## REQUIRED WORK:
Exactly reproduce the lines from the line that has "Indicate a point on each instance of the wooden table" down to the last line of the entries, inclusive.

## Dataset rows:
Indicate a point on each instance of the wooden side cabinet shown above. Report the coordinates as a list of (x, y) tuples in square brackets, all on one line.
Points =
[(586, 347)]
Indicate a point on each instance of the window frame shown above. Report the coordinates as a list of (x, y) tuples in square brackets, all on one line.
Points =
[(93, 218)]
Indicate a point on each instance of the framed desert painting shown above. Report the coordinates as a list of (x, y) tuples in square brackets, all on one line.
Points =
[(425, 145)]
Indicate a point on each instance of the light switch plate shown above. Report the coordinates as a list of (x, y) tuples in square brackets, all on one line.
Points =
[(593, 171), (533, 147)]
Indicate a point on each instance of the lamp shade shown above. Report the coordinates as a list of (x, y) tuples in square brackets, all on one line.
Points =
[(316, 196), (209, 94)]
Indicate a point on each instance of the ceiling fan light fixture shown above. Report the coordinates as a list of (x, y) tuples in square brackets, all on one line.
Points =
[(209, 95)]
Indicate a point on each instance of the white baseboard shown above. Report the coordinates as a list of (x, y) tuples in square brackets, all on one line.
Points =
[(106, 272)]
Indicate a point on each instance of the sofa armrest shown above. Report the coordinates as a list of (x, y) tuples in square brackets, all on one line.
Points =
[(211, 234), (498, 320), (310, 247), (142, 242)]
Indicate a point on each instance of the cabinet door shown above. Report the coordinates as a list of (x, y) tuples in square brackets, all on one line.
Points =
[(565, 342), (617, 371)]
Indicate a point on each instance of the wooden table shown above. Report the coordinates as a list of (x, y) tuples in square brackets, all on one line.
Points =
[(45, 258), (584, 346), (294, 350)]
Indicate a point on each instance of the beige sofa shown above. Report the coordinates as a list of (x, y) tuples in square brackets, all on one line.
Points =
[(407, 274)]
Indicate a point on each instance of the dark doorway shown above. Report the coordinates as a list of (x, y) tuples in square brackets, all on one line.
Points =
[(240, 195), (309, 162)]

## SOLUTION TO THE EXERCISE:
Indicate a point on each instance of the wooden table shown above. Report the coordinates as a list of (x, y) tuples in square brackets, all on one line.
Points =
[(45, 258), (584, 346), (294, 350)]
Indicate a point on each instance of the beige sofa shown above. Report the coordinates as a list of (x, y) tuples in square brackets, all on one line.
Points =
[(407, 274)]
Indicate a point on each instance of the dark doorway shown above. Report the coordinates as a list of (x, y) tuples in square brackets, all on one line.
Points =
[(240, 195), (309, 162)]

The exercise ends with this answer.